Records contained in a dataset:
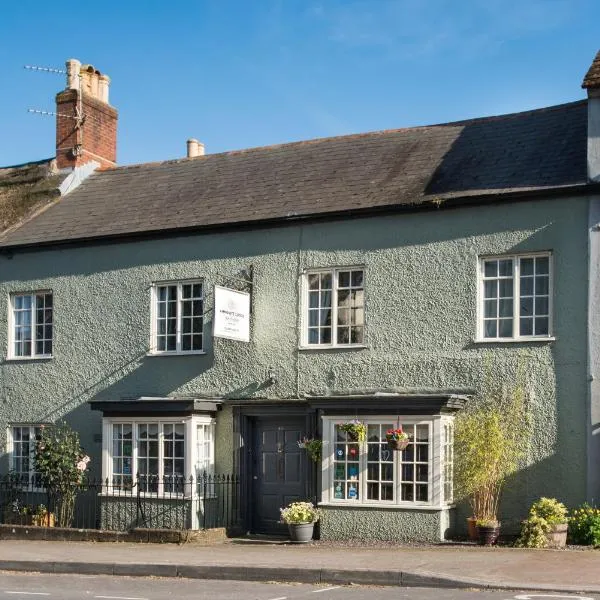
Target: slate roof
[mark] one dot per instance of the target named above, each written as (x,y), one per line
(592,77)
(25,189)
(534,150)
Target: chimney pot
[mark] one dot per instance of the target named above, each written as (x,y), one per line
(195,148)
(73,70)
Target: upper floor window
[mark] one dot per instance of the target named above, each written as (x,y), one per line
(334,307)
(516,297)
(177,317)
(31,330)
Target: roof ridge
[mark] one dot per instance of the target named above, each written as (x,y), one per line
(343,137)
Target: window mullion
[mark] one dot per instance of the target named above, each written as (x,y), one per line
(334,293)
(517,297)
(179,312)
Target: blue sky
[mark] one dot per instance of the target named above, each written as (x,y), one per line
(243,73)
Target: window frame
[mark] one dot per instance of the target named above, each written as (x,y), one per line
(516,336)
(153,351)
(10,354)
(190,447)
(10,450)
(435,500)
(304,321)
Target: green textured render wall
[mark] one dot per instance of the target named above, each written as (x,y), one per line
(390,524)
(420,306)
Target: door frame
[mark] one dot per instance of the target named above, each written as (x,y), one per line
(244,424)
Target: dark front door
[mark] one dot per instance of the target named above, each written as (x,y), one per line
(278,470)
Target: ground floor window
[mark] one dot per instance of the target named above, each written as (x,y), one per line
(370,472)
(162,456)
(21,442)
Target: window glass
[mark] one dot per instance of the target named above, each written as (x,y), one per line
(179,317)
(24,439)
(335,307)
(32,324)
(371,472)
(516,297)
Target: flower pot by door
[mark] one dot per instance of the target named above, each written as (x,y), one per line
(472,533)
(398,444)
(557,536)
(488,536)
(301,533)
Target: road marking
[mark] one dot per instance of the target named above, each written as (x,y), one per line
(28,593)
(529,596)
(129,598)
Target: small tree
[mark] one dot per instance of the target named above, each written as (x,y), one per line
(492,438)
(61,464)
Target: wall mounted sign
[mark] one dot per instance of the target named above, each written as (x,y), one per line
(231,319)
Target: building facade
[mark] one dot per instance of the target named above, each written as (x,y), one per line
(392,312)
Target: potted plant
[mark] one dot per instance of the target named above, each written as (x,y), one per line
(546,525)
(490,440)
(313,447)
(42,517)
(488,531)
(61,464)
(355,429)
(397,439)
(300,517)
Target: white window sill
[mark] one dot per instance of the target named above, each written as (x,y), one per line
(387,506)
(29,358)
(521,340)
(190,353)
(332,347)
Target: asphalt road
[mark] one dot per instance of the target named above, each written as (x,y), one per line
(101,587)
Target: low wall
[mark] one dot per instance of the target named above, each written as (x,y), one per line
(385,524)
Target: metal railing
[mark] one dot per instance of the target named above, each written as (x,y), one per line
(205,502)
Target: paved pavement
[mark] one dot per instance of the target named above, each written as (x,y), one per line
(447,566)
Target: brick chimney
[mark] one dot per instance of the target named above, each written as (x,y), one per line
(591,82)
(86,124)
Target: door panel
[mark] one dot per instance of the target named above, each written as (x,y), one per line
(279,471)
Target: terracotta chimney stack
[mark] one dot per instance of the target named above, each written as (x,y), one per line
(86,125)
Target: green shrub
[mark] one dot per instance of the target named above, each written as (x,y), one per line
(584,525)
(533,533)
(549,509)
(543,513)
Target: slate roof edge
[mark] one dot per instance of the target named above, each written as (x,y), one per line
(434,202)
(365,134)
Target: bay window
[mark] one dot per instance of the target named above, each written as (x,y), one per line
(162,456)
(372,473)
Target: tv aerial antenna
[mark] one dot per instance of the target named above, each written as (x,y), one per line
(78,117)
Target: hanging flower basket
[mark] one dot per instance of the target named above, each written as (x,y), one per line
(398,445)
(355,429)
(397,439)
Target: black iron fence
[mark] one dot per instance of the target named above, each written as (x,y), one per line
(205,502)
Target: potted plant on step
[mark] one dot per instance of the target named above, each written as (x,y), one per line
(397,439)
(491,438)
(300,517)
(355,429)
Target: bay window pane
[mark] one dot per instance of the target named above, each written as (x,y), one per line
(505,328)
(491,268)
(526,326)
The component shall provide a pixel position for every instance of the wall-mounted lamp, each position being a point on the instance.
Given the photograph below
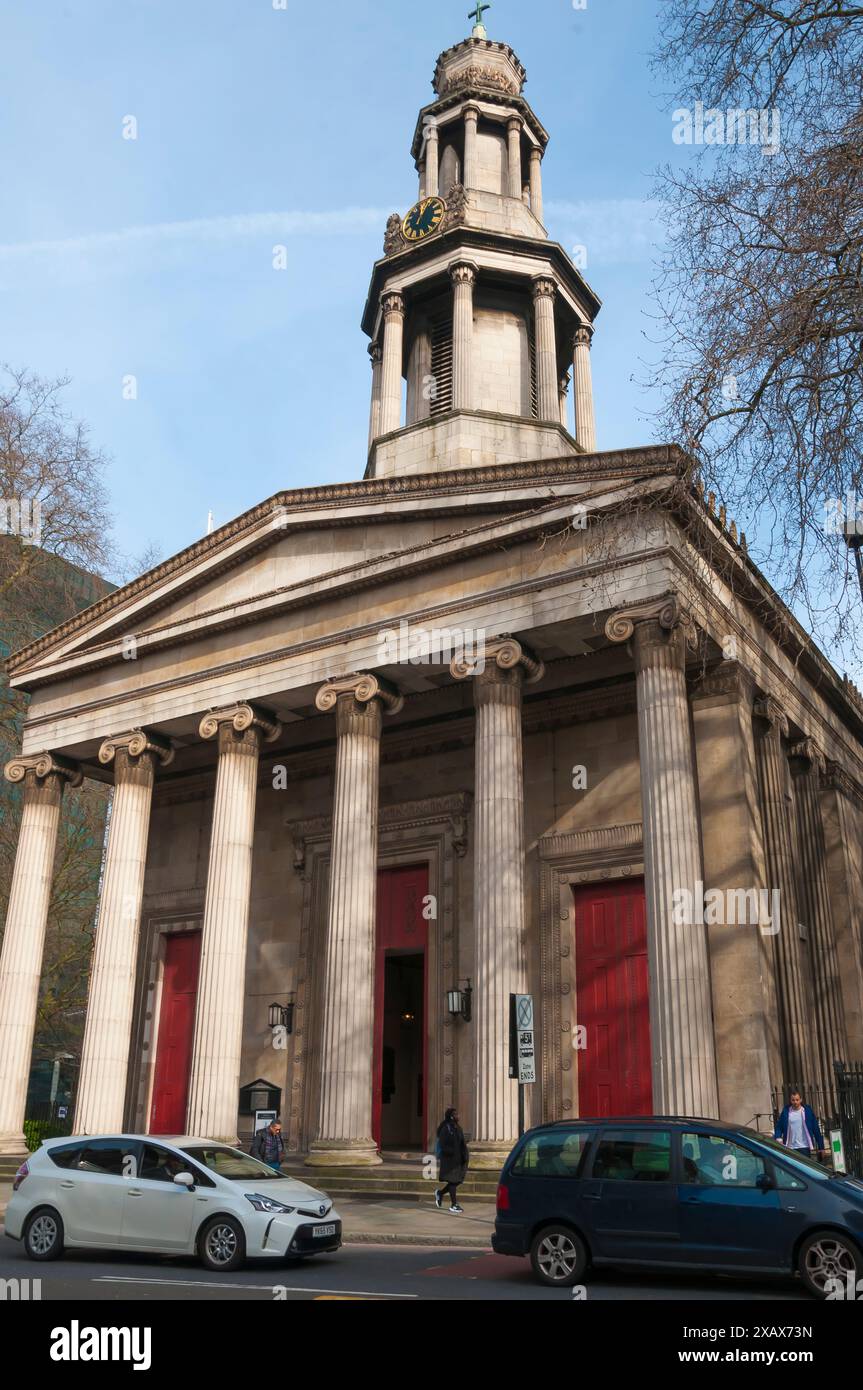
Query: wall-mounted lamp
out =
(459, 1002)
(281, 1015)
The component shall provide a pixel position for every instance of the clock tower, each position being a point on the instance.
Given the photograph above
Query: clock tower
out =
(478, 321)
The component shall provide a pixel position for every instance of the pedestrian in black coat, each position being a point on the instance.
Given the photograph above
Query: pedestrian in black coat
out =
(452, 1153)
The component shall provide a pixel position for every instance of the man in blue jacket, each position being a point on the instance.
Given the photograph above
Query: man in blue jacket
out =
(798, 1129)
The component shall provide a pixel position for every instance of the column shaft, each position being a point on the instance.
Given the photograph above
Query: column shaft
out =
(463, 277)
(778, 844)
(582, 391)
(24, 940)
(391, 369)
(548, 380)
(218, 1016)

What is needed:
Please retype the whole of the data precisely, omitting pictures.

Solved problem:
Target: slate roof
[mark] one dot per instance of the target named above, each written as (x,y), one per line
(592,77)
(25,189)
(534,150)
Target: chimney pot
[mark] one dot per instance of the target named above, each written as (x,y), one per line
(195,148)
(73,70)
Target: upper floor window
[mark] one dot per instance of the target named above, each written as (x,y), one per line
(334,307)
(516,297)
(177,317)
(31,330)
Target: roof ridge
[mark] one dot per instance of the target named above, each written as (x,y), one per line
(343,137)
Target: window mullion
[mark] one dot per instance of the target named above, each written as (x,y), one per line
(334,293)
(517,297)
(179,312)
Target: blue sky
[mark] one dot per instance of the target named above, each written as (x,y), one per line
(243,73)
Target: window frame
[mark] one dot per instance of the target named above, each written as (x,y), one per line
(516,336)
(153,351)
(10,354)
(190,447)
(10,450)
(435,500)
(304,321)
Target: green textured render wall
[mark] one dot per instance of the target named above, each written as (x,y), one per line
(390,524)
(420,306)
Target: door frame
[mark] one dot per instance of the target named above, each written as (x,y), one per line
(244,424)
Target: dark front door
[mark] one dot per instance of the target named above, each written as (x,y), one per line
(278,470)
Target: ground floor window
[mark] one dot per instance of the target named above, each written as (x,y), one per line
(370,472)
(162,456)
(21,442)
Target: window glass
[mark] one dot per instance of the target named above, each written as (x,y), one per line
(179,317)
(24,439)
(335,307)
(32,324)
(371,472)
(516,297)
Target: flower pot by door
[mark] one dot per instance of the target named above, each written as (x,y), one per line
(472,533)
(398,444)
(557,536)
(488,536)
(301,533)
Target: road marking
[mark] one dot per instance of the target named above, each written as (x,y), one per line
(28,593)
(529,596)
(129,598)
Target: small tree
[mark] one dot per instance of the target named above, each written as (x,y), one per line
(492,438)
(61,464)
Target: wall mounted sign
[mark] one dot per instance of the target named above, each written as (x,y), one per line
(231,319)
Target: building facade
[mark] one dot per instance of the target named above, each written as (x,y), one per line
(392,312)
Target: potted plant
[mark] one dot per instance of the target named above, each written as (x,y), one per line
(546,525)
(490,440)
(313,447)
(42,517)
(488,531)
(61,464)
(355,429)
(397,439)
(300,517)
Target: white window sill
[mark] one dot per instance of the target named above, each written as (x,y), one per line
(387,506)
(29,358)
(521,340)
(190,353)
(332,347)
Target: asphalt road
[mark] one dot per instance of the target named above, each written as (x,y), one per line
(101,587)
Target: low wall
[mark] one dot per instance of the target named above, each written as (x,y), one per line
(385,524)
Target: metal railing
[mark] one dot per instance of the target named above, each written as (x,y), one per line
(205,502)
Target: paved pavement
[mark] one dot per instance of the target named above, each written as (x,y), one per line
(447,566)
Target: brick chimney
[mark] one dot per instance of the target named above, each written as (x,y), one per line
(591,82)
(86,124)
Target: door panel
[mark] one dot per instance of the target named above, each written as (x,y), one per line
(279,471)
Target: terracotta chimney stack
[mark] one dot per instance of the target named above, each written as (x,y), one per line
(86,125)
Target: green shrub
[mark] one dot per instance of the target named above, each written as (x,y), one per line
(584,525)
(533,533)
(549,509)
(543,513)
Target: slate roof edge
[mark] one dot per instance of the target named above, each written as (x,y), one per line
(434,202)
(365,134)
Target: bay window
[mark] one dot per instance of the target named above, each written as (x,y), one per line
(162,456)
(372,473)
Target: tv aerial antenna
[mark] one dot per instance of the target named above, each written as (x,y), one per line
(78,117)
Target: hanging flower basket
[mark] one dot per instance of the target named above, each written as (x,y), one per line
(398,445)
(355,429)
(397,439)
Target: black iron fence
[mark] one dot per instance of the target named above, each written as (x,y), one per line
(205,502)
Target: potted plant on step
[mark] one dot per instance of the target named above, each written as (x,y), one per line
(397,439)
(491,438)
(300,517)
(355,429)
Target: bay window pane
[mark] one dot per instance of the target named above, each written as (x,y), one per line
(505,328)
(491,268)
(526,326)
The component shall provide a pixel position for every instance of the wall-mounted lamp, each position being a point on the instance.
Given the photograph below
Query: wall-mounted lamp
out =
(459, 1002)
(281, 1015)
The component shall provide a pixel position for every instance of the clock tower, each position being a point on the instance.
Given the photograph above
Query: clock tower
out =
(478, 321)
The component shall provide a pixel position for every instance of the pedestrian in black coat, each position being a point on the instance.
Given the photograph above
Query: pedestrian in black coat
out =
(452, 1153)
The component shall provide a pixel position for every instance of the man in blue jacket, each position being a point on the instance.
Given the photograph above
Query: man in blue jacket
out =
(798, 1129)
The component shall provide a pixel position for every instance of the column shaft, each position being a point on the instance.
Given the photograph above
Query: column shaft
out =
(463, 277)
(778, 844)
(582, 391)
(24, 940)
(391, 369)
(548, 380)
(218, 1016)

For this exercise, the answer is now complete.